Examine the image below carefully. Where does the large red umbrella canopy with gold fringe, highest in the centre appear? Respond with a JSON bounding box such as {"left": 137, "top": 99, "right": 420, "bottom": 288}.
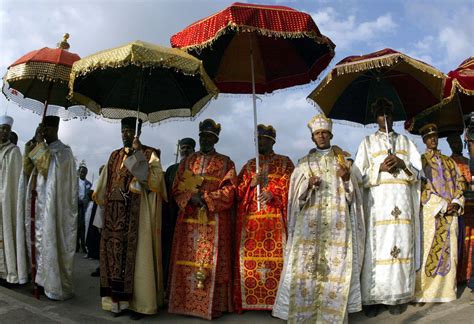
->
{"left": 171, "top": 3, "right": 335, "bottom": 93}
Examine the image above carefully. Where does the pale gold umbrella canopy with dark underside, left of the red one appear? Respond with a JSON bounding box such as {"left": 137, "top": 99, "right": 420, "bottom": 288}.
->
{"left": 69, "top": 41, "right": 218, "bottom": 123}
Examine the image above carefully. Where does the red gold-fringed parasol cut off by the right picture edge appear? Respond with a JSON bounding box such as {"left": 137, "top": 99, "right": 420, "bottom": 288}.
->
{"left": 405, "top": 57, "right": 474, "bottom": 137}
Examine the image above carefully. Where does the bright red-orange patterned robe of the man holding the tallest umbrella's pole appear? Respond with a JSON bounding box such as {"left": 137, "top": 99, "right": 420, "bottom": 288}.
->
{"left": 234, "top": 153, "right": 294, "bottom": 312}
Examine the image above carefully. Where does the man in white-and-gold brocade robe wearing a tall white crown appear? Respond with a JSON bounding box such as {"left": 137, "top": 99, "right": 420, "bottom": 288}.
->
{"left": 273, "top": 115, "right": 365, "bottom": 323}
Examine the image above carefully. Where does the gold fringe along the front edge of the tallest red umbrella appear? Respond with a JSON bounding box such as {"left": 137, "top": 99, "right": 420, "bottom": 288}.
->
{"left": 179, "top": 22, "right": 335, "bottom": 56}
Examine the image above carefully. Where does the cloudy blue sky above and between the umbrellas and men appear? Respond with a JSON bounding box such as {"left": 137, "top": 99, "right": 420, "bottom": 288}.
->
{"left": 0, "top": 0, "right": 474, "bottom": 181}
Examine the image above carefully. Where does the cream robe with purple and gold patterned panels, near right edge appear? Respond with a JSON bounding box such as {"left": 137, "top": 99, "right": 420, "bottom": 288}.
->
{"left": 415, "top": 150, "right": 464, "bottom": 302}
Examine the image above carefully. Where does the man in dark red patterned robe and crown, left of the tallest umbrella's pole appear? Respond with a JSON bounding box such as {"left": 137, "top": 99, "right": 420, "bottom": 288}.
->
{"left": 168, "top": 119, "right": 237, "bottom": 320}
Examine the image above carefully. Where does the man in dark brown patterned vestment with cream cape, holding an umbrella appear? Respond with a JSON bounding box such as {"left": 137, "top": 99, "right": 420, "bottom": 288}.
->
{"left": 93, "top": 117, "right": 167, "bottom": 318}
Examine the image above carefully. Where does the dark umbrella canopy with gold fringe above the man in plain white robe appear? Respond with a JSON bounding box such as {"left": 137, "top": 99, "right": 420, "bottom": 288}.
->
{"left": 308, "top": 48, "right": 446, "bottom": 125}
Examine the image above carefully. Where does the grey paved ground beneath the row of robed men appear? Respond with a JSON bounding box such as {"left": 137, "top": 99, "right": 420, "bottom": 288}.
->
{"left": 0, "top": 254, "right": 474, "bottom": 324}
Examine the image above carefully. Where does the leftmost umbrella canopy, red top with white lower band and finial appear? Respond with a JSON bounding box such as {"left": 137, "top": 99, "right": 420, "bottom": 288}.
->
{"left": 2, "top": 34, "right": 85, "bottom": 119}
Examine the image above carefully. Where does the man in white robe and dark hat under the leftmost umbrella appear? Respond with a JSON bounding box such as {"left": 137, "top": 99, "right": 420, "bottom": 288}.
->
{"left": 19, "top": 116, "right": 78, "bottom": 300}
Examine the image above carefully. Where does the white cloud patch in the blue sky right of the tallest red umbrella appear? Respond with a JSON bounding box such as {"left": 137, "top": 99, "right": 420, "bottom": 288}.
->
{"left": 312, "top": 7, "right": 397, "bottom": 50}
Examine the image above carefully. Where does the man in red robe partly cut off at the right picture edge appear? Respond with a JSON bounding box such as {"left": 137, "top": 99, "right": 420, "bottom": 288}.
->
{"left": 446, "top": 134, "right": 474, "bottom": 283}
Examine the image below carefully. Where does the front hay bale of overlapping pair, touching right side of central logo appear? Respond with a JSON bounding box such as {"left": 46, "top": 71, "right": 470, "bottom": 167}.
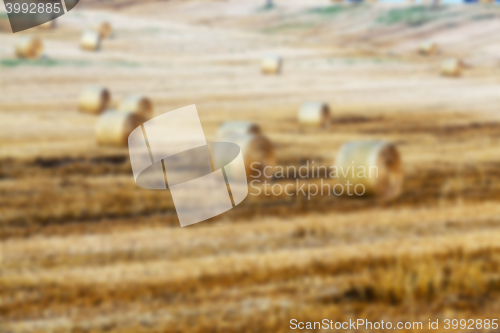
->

_ _ _

▶ _TASK DESCRIPTION_:
In the listing above, which lines include the string "tallest"? Return every one of them.

▶ _THE ANSWER_:
Examine the image above carefully. Where does the bright red-orange patterned robe of the man holding the tallest umbrella's pole appear? Respond with a JSON bounding box such as {"left": 137, "top": 99, "right": 420, "bottom": 288}.
Examine the image above carefully. Where does the gold fringe along the front edge of the tallest red umbrella appear? Respond with a JSON bounding box such as {"left": 137, "top": 99, "right": 420, "bottom": 288}.
Examine the image above carefully. Where does the man in dark red patterned robe and crown, left of the tallest umbrella's pole appear? Respond with a JSON bounding box such as {"left": 137, "top": 99, "right": 420, "bottom": 288}.
Examine the image above carefully. Where does the white cloud patch in the blue sky right of the tallest red umbrella appear? Respond with a JSON bounding box such as {"left": 137, "top": 99, "right": 420, "bottom": 288}.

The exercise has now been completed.